- _PROBLEMAS A RESOLVER_
1 - Na entrevista sobre o filme, aonde Giovani Barros foi no dia em que encontrou a Luiza?
2 - Escreva a continuação da entrevista sobre o filme a partir da última frase.
++++ TEXTO DADO ++++
Trabalhei com um produtor de elenco, o Giovani Barros, que conhece o projeto desde cedo. Ficamos um tempão tentando encontrar os protagonistas. Era sempre difícil chegar àquilo que eu imaginava. O Giovani estava um pouco angustiado de não ter ninguém no horizonte para o casting. Até que num dia ele foi ao Tablado, no Rio de Janeiro. A Luiza estava assistindo, nem participando. Mas, por sua postura e jeito de olhar, o Giovani sentiu a carga de Silvia. Ele me ligou dizendo que tinha achado a menina. Quando a conheci fiquei muito impressionada, ela era bem novinha, tinha uma coisa de menina, mas quando começava a falar exibia profundidade, até algo de sombrio. Isso, apesar de ser super doce e leve. No momento do casting, nem tive acesso a esse lado terno dela. E a Luiza construiu muitas coisas com os recursos e a imaginação próprios. Posso dizer que eu e ela tivemos um trabalho telepático.
A Silvia tem seu corpo quase petrificado pela dor da perda. De onde você tirou subsídios para apresentar esse percurso de esgotamento, quase sinalizando uma radicalidade?
Eu mesma já passei por isso, a experiência de rompimento que me deu taquicardia. Claro, quando era muito jovem, naquela fase em que a gente é intenso, em que as coisas parecem definitivas. Também fiquei doente. Curiosamente, fiz endoscopia com o médico que aparece no filme (risos). Acho que esse trajeto da Silvia tem a ver com aprender a vivenciar o mundo a dois e de repente virar novamente um. Isso gera um abismo enorme. A protagonista era apática, nem sabia o que a interessava. De supetão, vive uma explosão, para depois cair num abismo. Pessoas próximas a mim viveram isso do luto, especificamente, então a inspiração vem também desse lugar. Durante a rodagem do filme, perdi meus avós. Porém, ao longo do processo de escrita as minhas perdas tinham sido de outras naturezas.
Existe no filme uma coligação entre medo e sensualidade, especialmente no começo. De onde surge essa fusão como elementar para você?
Para mim isso faz muito sentido. O medo e desejo caminham lado a lado, sobretudo quando você é adolescente, com as coisas mais misteriosas, com aquele frisson. O medo e o desejo antecipam o que está por vir. No fim das contas, o cinema de horror é sobre isso. Gosto muito de um tipo de cinema mais sensorial, não tão racional, que te permite mergulhar em algumas sensações. Por isso foi tão importante começar com um longa assim.
++++ DADOS PARA EXAMINAR ++++
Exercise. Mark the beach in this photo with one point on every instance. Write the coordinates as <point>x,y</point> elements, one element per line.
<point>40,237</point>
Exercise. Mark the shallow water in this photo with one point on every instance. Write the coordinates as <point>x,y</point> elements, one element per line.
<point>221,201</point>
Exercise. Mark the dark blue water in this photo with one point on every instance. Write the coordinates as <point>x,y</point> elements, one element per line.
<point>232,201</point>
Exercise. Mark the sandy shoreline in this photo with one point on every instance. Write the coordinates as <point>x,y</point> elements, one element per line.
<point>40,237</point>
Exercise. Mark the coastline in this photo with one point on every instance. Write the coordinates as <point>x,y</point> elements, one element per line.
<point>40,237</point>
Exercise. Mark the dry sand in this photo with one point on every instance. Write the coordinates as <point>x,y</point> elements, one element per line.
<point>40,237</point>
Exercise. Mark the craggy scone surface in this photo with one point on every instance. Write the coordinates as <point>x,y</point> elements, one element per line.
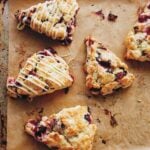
<point>105,71</point>
<point>43,73</point>
<point>54,18</point>
<point>130,106</point>
<point>70,129</point>
<point>138,40</point>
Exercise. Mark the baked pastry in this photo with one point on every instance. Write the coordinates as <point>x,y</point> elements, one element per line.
<point>43,73</point>
<point>105,71</point>
<point>54,18</point>
<point>70,129</point>
<point>138,40</point>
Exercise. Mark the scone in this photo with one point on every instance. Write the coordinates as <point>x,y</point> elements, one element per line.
<point>43,73</point>
<point>138,40</point>
<point>70,129</point>
<point>54,18</point>
<point>105,71</point>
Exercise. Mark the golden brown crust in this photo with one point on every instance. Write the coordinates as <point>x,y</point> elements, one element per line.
<point>70,129</point>
<point>105,71</point>
<point>55,18</point>
<point>43,73</point>
<point>138,39</point>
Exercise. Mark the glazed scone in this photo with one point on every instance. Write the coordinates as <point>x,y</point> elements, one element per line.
<point>70,129</point>
<point>138,40</point>
<point>54,18</point>
<point>43,73</point>
<point>105,71</point>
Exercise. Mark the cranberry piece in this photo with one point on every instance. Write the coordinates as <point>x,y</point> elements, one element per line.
<point>34,122</point>
<point>147,30</point>
<point>88,118</point>
<point>18,84</point>
<point>143,18</point>
<point>144,53</point>
<point>33,10</point>
<point>50,49</point>
<point>136,29</point>
<point>100,13</point>
<point>63,126</point>
<point>54,148</point>
<point>32,72</point>
<point>69,29</point>
<point>120,75</point>
<point>52,123</point>
<point>66,41</point>
<point>112,17</point>
<point>40,130</point>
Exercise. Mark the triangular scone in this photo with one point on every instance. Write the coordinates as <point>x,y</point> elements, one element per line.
<point>54,18</point>
<point>105,71</point>
<point>138,40</point>
<point>43,73</point>
<point>70,129</point>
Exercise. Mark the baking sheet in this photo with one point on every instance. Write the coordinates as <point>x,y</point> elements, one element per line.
<point>129,127</point>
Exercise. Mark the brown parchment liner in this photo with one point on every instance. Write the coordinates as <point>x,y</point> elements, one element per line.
<point>130,107</point>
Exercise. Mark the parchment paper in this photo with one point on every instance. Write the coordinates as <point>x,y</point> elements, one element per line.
<point>130,107</point>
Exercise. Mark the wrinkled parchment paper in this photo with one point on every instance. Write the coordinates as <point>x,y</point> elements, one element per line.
<point>128,124</point>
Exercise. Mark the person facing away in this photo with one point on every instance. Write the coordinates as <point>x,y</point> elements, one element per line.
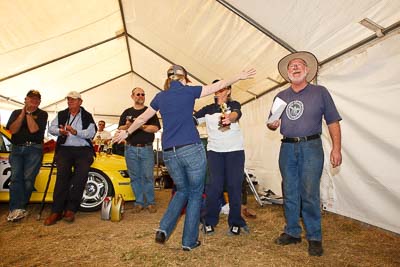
<point>74,154</point>
<point>139,155</point>
<point>225,158</point>
<point>102,137</point>
<point>183,152</point>
<point>301,156</point>
<point>27,127</point>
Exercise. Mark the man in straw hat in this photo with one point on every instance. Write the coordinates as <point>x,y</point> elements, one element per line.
<point>75,129</point>
<point>301,157</point>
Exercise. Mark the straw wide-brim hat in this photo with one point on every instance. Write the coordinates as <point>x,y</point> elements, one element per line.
<point>309,58</point>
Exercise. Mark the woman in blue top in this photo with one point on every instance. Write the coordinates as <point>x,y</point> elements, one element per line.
<point>183,151</point>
++++
- _RESPOSTAS DAS TAREFAS_
1 - Ao Tablado, no Rio de Janeiro.

2 -
O filme teve sua première no Festival de Cannes e agora está chegando ao circuito comercial em meio a uma pandemia. Como você enxerga esse percurso atravessado por uma situação atípica?
Jamais imaginei que seria assim. O mundo vem apresentando reviravoltas cada vez mais surpreendentes, infelizmente para o lado ruim. Nunca pensei que as cosias chegariam aonde chegaram. O filme estreia num mundo terrível, com pandemia e queimadas. É meio louco. Por outro lado, assim ele acaba dialogando com a aura de pesadelo que estamos vivendo atualmente. Depois do cinema, vamos para a Netflix, em data ainda a ser confirmada. Queria muito acessar o público jovem, que infelizmente não está mais indo ao cinema. Tentamos durante os festivais levar grupos deles às sessões, mas não foi fácil. Embora o filme tenha uma linguagem mais desafiadora, quero entender como os jovens se relacionam com ele. Nesse sentido, o acordo com a Netflix me deixou muito contente.
Você é uma jovem realizadora, diante da qual a gente tem o costume de dizer “com uma carreira enorme pela frente”. Mas como pensar o futuro como cineasta diante do atual panorama de descaso do poder federal com a Cultura?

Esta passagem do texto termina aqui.